▶ CHALLENGE
Count the lines in the listing below that contain the string "wrist", and reply with that number alone.

▶ MATERIAL

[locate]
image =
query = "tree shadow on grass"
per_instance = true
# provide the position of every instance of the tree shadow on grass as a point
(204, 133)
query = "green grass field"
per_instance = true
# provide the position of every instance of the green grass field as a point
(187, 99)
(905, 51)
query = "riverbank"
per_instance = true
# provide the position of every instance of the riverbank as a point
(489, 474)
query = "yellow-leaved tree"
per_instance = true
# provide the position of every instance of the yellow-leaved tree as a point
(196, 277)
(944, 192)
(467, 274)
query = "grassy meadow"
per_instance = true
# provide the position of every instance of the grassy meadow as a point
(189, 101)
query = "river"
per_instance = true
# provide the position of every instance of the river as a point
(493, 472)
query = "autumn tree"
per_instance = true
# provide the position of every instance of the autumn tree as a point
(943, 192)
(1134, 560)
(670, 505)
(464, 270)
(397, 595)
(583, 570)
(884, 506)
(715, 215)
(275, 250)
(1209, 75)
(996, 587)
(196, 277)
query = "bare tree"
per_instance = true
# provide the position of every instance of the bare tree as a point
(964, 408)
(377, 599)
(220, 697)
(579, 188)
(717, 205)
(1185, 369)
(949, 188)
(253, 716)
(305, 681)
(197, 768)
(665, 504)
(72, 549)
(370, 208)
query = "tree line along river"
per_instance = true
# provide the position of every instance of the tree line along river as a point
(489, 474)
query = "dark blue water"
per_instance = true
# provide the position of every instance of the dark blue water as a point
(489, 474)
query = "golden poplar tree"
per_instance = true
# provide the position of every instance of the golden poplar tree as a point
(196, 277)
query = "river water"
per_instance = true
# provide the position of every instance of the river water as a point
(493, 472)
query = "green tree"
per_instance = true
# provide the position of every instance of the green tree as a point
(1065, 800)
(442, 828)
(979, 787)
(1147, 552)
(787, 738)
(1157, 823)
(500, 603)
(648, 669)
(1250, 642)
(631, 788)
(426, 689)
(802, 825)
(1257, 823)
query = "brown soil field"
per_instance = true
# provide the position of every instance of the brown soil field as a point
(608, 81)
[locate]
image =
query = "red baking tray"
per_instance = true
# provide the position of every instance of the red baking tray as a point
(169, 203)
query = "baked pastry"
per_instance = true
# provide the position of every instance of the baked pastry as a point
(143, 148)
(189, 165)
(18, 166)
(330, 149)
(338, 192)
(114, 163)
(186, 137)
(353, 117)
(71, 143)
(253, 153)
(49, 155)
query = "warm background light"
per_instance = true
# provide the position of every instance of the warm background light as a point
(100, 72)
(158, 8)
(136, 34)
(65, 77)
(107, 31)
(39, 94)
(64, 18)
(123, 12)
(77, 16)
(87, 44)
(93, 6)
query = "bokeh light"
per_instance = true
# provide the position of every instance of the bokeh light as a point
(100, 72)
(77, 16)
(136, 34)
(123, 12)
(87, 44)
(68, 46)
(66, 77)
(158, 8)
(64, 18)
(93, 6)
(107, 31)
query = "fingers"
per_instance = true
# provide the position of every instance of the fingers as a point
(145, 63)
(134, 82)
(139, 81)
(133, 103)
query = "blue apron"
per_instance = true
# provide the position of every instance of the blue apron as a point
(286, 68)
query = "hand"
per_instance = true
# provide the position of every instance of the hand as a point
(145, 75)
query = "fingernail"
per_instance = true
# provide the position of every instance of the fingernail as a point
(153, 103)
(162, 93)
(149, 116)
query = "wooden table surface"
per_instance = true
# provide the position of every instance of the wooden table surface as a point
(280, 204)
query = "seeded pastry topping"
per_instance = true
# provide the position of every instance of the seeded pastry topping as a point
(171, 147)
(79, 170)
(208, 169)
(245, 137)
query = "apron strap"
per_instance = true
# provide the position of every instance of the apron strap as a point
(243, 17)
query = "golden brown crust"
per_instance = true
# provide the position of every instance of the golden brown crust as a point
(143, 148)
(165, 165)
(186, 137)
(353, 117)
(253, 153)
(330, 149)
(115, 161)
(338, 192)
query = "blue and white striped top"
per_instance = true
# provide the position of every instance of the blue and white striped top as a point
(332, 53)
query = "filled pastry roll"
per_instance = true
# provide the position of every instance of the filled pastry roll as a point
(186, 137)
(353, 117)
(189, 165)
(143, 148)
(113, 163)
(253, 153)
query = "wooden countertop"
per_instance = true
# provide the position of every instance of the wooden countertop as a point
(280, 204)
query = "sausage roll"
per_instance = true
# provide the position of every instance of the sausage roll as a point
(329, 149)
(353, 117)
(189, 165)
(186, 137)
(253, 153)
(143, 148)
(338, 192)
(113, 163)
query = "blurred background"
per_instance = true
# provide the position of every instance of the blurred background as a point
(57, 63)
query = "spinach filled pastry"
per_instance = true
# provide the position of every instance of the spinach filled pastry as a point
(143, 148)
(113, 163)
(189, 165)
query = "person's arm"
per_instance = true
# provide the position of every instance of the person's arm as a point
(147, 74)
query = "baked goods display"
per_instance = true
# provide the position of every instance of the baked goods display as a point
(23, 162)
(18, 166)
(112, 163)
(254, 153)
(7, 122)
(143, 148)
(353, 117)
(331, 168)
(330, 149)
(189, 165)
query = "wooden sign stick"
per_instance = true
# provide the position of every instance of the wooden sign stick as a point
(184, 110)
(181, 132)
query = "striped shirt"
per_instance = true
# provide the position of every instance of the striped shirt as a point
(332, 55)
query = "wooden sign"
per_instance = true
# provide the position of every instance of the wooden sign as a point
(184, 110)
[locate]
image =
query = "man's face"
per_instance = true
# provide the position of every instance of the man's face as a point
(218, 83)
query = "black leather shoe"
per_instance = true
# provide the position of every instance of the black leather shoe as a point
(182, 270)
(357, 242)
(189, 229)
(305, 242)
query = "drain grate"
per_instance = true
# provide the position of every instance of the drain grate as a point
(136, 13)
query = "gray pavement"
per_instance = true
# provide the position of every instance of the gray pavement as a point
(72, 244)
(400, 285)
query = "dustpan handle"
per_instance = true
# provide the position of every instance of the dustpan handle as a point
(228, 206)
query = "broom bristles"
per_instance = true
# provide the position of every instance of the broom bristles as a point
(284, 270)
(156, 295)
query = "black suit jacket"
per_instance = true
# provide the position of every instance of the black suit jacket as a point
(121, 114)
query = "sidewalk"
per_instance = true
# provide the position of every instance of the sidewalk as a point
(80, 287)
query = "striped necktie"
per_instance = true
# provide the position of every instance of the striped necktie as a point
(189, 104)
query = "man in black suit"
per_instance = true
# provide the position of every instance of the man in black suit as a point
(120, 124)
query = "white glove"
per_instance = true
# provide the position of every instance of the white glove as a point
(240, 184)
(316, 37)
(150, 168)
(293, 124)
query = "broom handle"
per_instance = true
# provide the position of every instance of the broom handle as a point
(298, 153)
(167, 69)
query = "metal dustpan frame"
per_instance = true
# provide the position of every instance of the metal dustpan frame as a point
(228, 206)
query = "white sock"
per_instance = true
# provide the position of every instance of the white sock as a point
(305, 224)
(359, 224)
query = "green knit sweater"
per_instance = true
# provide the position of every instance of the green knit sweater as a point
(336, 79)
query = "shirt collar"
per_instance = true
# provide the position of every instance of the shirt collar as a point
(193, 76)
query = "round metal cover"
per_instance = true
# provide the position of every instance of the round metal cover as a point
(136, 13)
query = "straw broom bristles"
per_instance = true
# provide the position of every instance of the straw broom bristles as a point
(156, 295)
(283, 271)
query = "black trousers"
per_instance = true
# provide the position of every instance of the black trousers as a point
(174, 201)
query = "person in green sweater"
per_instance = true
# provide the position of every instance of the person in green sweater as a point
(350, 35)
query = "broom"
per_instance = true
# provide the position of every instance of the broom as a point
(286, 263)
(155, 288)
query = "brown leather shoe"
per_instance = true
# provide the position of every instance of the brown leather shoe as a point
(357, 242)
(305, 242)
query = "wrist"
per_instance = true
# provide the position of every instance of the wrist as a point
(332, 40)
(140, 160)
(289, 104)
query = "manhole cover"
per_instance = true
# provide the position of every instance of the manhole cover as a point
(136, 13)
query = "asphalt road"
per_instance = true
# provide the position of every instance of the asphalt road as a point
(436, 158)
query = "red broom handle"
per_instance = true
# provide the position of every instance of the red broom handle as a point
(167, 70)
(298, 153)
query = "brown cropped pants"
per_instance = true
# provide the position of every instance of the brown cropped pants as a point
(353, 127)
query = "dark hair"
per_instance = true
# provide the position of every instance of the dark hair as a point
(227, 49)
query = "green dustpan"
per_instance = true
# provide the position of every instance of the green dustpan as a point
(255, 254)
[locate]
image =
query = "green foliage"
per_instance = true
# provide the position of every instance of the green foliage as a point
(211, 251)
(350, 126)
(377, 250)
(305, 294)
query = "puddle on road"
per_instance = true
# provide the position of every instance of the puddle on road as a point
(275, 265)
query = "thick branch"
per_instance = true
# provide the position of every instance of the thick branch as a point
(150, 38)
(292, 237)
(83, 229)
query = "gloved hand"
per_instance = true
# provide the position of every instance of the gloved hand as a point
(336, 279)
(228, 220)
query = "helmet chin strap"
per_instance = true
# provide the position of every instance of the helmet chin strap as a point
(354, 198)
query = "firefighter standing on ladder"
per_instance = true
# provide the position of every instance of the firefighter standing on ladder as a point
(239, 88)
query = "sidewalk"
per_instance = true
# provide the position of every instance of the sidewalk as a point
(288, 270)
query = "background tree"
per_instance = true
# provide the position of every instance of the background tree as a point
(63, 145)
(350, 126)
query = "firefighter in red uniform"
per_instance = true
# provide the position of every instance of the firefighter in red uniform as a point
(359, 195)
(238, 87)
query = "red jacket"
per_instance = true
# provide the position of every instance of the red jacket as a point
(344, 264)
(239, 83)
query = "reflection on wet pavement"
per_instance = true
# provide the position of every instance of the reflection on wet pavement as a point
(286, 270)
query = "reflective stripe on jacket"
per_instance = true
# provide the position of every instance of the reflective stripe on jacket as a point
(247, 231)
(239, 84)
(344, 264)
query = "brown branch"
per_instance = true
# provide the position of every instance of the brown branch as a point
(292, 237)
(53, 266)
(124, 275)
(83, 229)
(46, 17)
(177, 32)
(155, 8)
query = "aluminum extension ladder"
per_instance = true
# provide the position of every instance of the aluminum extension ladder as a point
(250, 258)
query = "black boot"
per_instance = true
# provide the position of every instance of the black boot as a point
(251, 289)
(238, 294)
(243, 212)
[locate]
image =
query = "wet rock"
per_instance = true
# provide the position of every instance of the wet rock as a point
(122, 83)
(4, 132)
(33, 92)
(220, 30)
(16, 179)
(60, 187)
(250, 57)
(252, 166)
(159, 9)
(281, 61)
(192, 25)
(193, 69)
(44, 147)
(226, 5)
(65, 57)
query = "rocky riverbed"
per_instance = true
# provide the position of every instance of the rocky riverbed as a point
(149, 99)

▶ TASK ANSWER
2